1.0 Academic Coach Training Course

Course Description 

The 1.0 Academic Life Coach Training is the program that put CTEDU on the map. This program has been a part of our course offerings since 2009, and it is ideal for educators, advisors, and those seeking to coach students in high school and college. 

It sets essential coach training into an academic context and adds several toolsets to help students: 

  • Address stress
  • Manage motivation
  • Harness creativity
  • Build empowering relationships with teachers, parents, and peers
  • Transform anxiety about future plans into excitement about action 

This training course runs for 26 sessions. It covers foundational coaching skills set by the International Coaching Federation (ICF) and qualifies coaches to pursue certification and accreditation by the ICF.

Throughout your training, you will learn: 

  • Foundational coaching skills, presented in a framework for working with young people. 
  • How to deliver the Academic Life Coaching Workbook for students - a 10-session program designed to increase students’ emotional intelligence and build their leadership, communication, and academic skills. 

Two Pathways: 

  1. Individual Practice: This pathway includes tips and tricks focused on building a successful academic coaching business. 
  2. University: This pathway is designed for university groups or individuals looking to implement coaching skills into their current university roles. 

Course Format

The class will meet once a week for two hours, at your designated class time. Each class is broken into three main parts:

  1. Discussion: The first third of class includes an open discussion on the chapter you read to prepare for the course. Your trainer will answer questions and provide additional insight. 
  2. Demonstration: Your trainer will demonstrate how to use the tool or skill being discussed with a volunteer client from class. 
  3. Practice: The last portion of class is reserved for practice time, and you will be broken into pairs to practice the coaching tool or skill with a classmate. This section concludes with a reflection. 

Textbooks/PDFs Included

  • Academic Life Coach 1.0 Training Guide 4th Edition by John Andrew Williams (1 hard copy provided as part of your training.) 
  • The Academic Life Coaching Student Workbook by John Andrew Williams (3 hard copies provided as part of your training.) 
  • Optional: Core Motivation by John Andrew Williams (May be purchased by emailing support@coachtrainingedu.com
  • Optional: Build Your Life’s Work(book) by John Andrew Williams and Amois Marie Williams (May be purchased by emailing support@coachtrainingedu.com


There are four main components required for CTEDU certification: 

  1. Coach-Client Overviews: Coaches are required to submit three coaching recordings to their Coach Mentor for feedback and review. You must earn a score of 7 or higher on either the second or third overview to complete the course. 
  2. Course Attendance: Coaches must attend a minimum of 20 of the 24 scheduled training sessions (which does not include the Orientation or Introduction sessions). 
  3. Coaching Log: Coaches must accumulate a minimum of 10 coaching hours with at least one practice client throughout the coaching program. 
  4. Group Mentor Course: See additional courses below.

Additional Courses 

  1. Group Mentor Coaching: Group Mentor coaching is an 8-week course where you will receive direct feedback from a coach mentor and a group of peer coaches. This course completes the certification of the 1.0 program and, along with the three overview hours, satisfies the ICF requirement for ten coach mentor hours.

TASK SET –
1 - In the course page for the academic coach training, shorten the paragraph that begins "The 1.0 Academic Life Coach Training is the program" to a single sentence that keeps its main facts.
2 - Pick up the academic coach training course page after its final sentence and keep writing it.

SUPPLIED ENTRIES –
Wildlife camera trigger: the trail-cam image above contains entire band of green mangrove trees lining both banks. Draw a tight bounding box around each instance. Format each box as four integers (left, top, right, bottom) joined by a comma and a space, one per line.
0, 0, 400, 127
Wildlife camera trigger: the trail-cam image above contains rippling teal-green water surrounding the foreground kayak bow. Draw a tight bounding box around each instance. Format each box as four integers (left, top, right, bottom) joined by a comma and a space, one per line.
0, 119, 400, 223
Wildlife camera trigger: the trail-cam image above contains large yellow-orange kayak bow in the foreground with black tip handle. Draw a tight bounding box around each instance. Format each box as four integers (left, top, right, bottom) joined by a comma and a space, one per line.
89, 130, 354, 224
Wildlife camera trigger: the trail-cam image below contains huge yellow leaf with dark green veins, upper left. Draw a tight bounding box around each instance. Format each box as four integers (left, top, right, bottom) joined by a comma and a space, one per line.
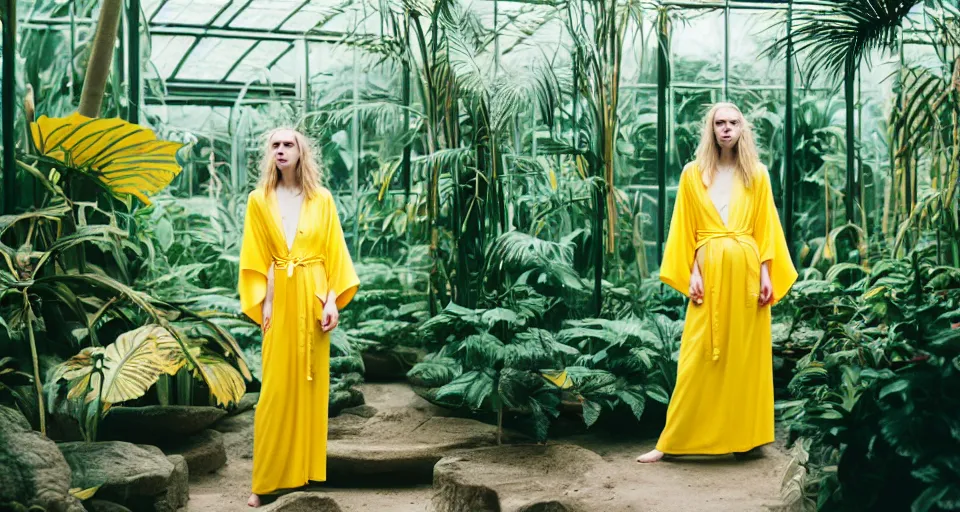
30, 113, 183, 204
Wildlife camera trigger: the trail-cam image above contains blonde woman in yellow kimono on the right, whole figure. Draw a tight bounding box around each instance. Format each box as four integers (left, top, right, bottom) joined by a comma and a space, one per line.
637, 103, 797, 463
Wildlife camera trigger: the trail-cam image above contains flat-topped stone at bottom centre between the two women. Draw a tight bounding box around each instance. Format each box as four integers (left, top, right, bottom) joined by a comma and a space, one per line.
433, 444, 609, 512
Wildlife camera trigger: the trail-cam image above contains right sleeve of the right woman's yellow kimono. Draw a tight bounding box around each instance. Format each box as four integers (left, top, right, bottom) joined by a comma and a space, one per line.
753, 168, 797, 304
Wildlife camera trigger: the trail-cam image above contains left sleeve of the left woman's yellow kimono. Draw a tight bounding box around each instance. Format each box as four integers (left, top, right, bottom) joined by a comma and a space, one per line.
237, 192, 270, 324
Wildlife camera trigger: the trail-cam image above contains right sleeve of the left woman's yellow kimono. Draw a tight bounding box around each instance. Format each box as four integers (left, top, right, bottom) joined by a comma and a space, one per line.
320, 193, 360, 310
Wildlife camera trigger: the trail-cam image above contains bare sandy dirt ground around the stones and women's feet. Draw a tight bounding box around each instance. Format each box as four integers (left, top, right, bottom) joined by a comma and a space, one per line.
186, 384, 790, 512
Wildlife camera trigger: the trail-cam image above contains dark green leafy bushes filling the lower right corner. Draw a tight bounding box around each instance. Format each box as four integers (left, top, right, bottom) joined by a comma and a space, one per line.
778, 252, 960, 511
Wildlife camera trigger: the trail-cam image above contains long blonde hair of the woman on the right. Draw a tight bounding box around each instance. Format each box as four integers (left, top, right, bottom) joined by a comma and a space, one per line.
697, 103, 760, 188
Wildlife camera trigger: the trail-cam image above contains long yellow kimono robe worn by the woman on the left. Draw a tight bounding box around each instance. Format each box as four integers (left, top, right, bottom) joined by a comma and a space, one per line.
239, 189, 360, 494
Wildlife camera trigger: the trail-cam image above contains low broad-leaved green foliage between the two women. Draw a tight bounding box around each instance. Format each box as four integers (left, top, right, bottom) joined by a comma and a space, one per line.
408, 264, 682, 441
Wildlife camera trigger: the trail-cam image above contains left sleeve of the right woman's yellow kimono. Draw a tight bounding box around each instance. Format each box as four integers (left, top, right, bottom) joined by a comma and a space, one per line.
660, 166, 697, 297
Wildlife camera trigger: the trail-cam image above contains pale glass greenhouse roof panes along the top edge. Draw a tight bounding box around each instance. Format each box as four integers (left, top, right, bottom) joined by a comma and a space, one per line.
20, 0, 940, 87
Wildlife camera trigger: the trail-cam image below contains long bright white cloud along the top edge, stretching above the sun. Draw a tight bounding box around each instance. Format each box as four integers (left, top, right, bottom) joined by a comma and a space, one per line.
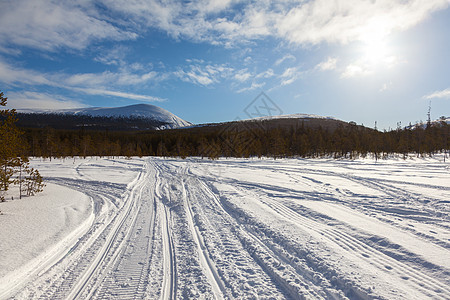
97, 0, 449, 45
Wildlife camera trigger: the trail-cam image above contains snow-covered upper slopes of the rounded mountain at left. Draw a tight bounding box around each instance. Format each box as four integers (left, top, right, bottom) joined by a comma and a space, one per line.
19, 104, 192, 129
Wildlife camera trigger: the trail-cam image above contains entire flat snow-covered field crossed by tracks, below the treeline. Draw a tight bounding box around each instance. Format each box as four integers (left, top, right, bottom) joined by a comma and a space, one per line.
0, 157, 450, 299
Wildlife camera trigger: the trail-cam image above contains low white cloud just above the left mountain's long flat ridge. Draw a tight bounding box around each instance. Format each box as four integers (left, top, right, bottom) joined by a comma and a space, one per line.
8, 92, 86, 109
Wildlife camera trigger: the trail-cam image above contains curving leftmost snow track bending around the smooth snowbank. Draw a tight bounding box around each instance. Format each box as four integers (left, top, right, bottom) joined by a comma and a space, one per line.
12, 164, 146, 299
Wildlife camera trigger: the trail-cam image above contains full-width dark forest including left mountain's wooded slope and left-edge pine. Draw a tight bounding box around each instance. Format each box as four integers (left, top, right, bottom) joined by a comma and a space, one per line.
0, 88, 450, 163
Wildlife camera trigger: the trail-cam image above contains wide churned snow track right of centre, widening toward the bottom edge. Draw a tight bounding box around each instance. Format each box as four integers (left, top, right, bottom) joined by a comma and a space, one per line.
181, 165, 298, 299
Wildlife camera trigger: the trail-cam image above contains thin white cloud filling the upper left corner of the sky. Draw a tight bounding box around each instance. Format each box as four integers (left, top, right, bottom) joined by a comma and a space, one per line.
0, 0, 137, 51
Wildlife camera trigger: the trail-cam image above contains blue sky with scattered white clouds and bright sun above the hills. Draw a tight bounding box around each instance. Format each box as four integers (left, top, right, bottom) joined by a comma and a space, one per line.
0, 0, 450, 129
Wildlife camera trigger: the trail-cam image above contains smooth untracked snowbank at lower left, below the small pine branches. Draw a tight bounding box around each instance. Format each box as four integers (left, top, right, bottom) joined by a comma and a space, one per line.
0, 183, 93, 290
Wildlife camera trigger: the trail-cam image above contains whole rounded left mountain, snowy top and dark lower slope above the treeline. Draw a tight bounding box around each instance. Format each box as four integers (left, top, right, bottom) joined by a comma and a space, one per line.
18, 104, 192, 130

TASK ANSWERS –
1 - CTEDU's signature program, the 1.0 Academic Life Coach Training, has been offered since 2009 and suits educators, advisors, and anyone who wants to coach high school or college students.

2 -
  2. 2.0 Advanced Coach Training: This course is packed with advanced coaching tools and skills and provides a plethora of research to help coaches build their credibility. This newly updated program is designed to up-level your coach training and bolster your coaching practice.  

View Upcoming Course Schedule


Week 1 Sample: Orientation and Foundation


  • Read Chapter 1 in the 1.0 Academic Life Coach Training Guide 4th Edition 
  • Listen to the recording Structured Improvisation (4:06) 
  • Listen to the recording Levels of  Listening (5:44) 
  • Listen to the recording Powerful Questions (13:46) 
  • Optional: Listen to the recording
  • Optional Demo: Powerful  Questions (3:40)


We usually do a check-in before each call. Depending on the time (and if we’re ahead or behind schedule), check-ins may be a minute or two per person, just two words, or even a haiku. Today’s check-in will be an introduction of each of us, so please take two minutes to tell the group: 

  • About your background. 
  • Why you’re interested in Academic Life Coaching and working with young people. 
  • If you were a vegetable or fruit, which one would you be and why? 

Practice Coaching 

The points to address for today’s one-to-one work are: 

  • Level two listening. Practice recovering back to level two when you notice that you’ve slipped back into level one. Slipping back will happen. It’s part of human nature. The key is to notice and recover back to level two.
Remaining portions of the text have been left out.